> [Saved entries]
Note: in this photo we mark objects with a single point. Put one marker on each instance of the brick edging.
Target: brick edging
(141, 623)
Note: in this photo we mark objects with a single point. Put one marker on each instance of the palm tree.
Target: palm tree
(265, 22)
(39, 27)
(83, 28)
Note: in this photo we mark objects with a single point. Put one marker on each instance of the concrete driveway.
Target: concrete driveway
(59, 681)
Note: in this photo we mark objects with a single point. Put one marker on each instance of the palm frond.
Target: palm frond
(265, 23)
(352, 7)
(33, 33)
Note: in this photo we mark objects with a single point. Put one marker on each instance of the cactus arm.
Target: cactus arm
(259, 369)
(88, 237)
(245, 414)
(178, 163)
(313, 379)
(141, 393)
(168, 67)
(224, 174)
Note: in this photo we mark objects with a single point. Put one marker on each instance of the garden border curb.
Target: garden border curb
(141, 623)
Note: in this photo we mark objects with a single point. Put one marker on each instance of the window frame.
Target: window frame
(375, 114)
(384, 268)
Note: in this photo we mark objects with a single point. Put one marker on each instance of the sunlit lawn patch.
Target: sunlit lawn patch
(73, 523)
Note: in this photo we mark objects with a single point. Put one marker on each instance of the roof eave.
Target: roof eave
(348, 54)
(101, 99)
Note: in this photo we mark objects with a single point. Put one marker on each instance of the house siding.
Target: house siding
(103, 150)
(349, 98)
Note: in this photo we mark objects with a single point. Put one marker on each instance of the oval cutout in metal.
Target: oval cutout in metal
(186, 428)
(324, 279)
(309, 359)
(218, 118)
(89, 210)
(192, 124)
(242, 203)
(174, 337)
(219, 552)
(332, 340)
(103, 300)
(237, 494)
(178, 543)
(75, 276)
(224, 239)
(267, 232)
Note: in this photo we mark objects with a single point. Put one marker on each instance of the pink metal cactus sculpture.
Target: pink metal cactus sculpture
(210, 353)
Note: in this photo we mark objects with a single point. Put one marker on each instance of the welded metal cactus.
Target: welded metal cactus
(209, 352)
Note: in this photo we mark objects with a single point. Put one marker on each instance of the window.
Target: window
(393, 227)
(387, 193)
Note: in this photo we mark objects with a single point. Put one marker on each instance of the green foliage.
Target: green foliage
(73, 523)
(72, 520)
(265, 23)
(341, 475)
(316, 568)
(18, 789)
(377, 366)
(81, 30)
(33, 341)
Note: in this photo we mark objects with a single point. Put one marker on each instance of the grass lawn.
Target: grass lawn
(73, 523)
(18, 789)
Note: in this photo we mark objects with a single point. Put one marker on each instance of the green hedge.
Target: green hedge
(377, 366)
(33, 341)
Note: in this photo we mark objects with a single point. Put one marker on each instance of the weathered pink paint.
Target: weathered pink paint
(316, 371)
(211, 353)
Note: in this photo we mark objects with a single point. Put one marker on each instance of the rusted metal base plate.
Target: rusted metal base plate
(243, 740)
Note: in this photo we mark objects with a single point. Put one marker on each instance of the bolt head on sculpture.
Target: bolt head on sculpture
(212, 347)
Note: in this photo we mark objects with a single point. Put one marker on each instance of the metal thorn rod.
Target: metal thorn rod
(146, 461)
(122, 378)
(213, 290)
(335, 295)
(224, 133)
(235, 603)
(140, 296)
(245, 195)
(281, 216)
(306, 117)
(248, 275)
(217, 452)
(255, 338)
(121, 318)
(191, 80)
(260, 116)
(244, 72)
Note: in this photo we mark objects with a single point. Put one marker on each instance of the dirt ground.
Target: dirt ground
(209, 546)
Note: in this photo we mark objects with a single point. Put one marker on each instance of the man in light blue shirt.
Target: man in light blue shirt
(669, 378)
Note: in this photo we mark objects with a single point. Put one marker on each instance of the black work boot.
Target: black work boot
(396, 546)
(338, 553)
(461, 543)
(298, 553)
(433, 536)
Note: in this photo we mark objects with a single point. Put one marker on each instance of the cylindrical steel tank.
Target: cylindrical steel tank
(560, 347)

> [WRITTEN PROBLEM] Repeat the data precisely, reproducing every entry.

> [ANSWER TO THIS TASK]
Note: in this photo we mark objects with a single point. Put one marker on each instance of the brick edging.
Target: brick edging
(141, 623)
Note: in this photo we mark objects with a single point. Put one marker on each instance of the palm tree.
Target: palm tree
(265, 22)
(39, 27)
(83, 28)
Note: in this photo we mark objects with a single point. Put one marker on each instance of the concrete driveway.
Target: concrete driveway
(59, 681)
Note: in this photo we mark objects with a single point. Put one marker on each instance of the palm frond.
Target: palm frond
(265, 23)
(352, 7)
(33, 33)
Note: in this photo we mark objects with a single point. Put one marker on each instance of the cactus arm.
Target: cactus arm
(259, 369)
(88, 237)
(245, 414)
(178, 163)
(313, 379)
(141, 393)
(168, 67)
(224, 174)
Note: in this photo we mark objects with a single point. Put one marker on each instance of the garden border curb.
Target: garden border curb
(141, 623)
Note: in this photo we mark objects with a single point. Put one marker on each instance of the window frame.
Target: window frame
(375, 114)
(384, 268)
Note: in this photo we mark objects with a single point. Put one marker on each instance of the sunlit lawn patch.
Target: sunlit lawn patch
(73, 523)
Note: in this photo we mark objects with a single point. Put one marker on each instance of the roof eave.
Target: roof eave
(348, 54)
(101, 99)
Note: in this photo we mark objects with a single point. Put one marker on each instance of the house siding.
Target: house siding
(103, 150)
(349, 98)
Note: in this photo we mark objects with a single point. Put one marker on each instance of the oval cutout in metal.
Target: oval cutout in metal
(186, 428)
(324, 279)
(309, 359)
(218, 118)
(89, 210)
(192, 124)
(242, 203)
(174, 337)
(219, 552)
(332, 340)
(103, 300)
(237, 494)
(178, 543)
(75, 276)
(224, 239)
(267, 232)
Note: in this photo we mark objects with a single point. Put one marker on each instance of the pink metal cactus sculpture.
Target: pink metal cactus sculpture
(210, 353)
Note: in this photo we mark objects with a single point. Put one marker on each instance of the welded metal cactus.
Target: welded metal cactus
(209, 352)
Note: in this photo we mark objects with a single point. Put one marker on each instance of the window.
Target: window
(393, 227)
(387, 193)
Note: in this photo we mark objects with a single point. Put one marker on each instance of the green foliage.
Target: green foliage
(73, 523)
(72, 520)
(265, 23)
(341, 475)
(316, 568)
(18, 789)
(377, 366)
(81, 30)
(33, 341)
Note: in this photo we mark objects with a single point. Put one marker on each instance of the grass lawn.
Target: grass lawn
(73, 523)
(18, 789)
Note: in this photo we mark objects with a single point. Put one marker on each instance of the green hedge.
Target: green hedge
(377, 366)
(33, 341)
Note: in this photo we mark objects with a single point. Put one marker on each instance of the weathered pink paint.
Target: weathered pink paint
(316, 371)
(211, 353)
Note: in this photo we mark objects with a single point. Put one marker on each instance of the rusted metal base plate.
Target: rusted metal base plate
(243, 740)
Note: in this photo we mark objects with a single point. Put one marker on each instance of the bolt head on sculpture.
Target: bolt head on sculpture
(212, 347)
Note: in this photo we mark objects with a single point. Put one marker on each instance of the metal thorn rod.
Target: metal thorn rod
(146, 461)
(122, 378)
(213, 290)
(335, 295)
(224, 133)
(235, 603)
(140, 296)
(245, 195)
(281, 216)
(306, 117)
(248, 275)
(217, 452)
(255, 338)
(121, 318)
(191, 80)
(260, 116)
(244, 72)
Note: in this photo we mark objects with a single point. Put one marker on each instance of the dirt ground.
Target: dirt ground
(209, 546)
Note: in this photo we mark objects with a single point. Put one marker on each instance of the man in light blue shirt.
Target: man in light blue shirt
(669, 378)
Note: in this photo we mark objects with a single point. Put one marker on each instance of the black work boot.
Target: black work boot
(396, 546)
(338, 553)
(461, 543)
(298, 553)
(433, 536)
Note: in this photo we mark objects with a single point. Put one marker on each instance of the cylindrical steel tank.
Target: cylindrical steel tank
(560, 347)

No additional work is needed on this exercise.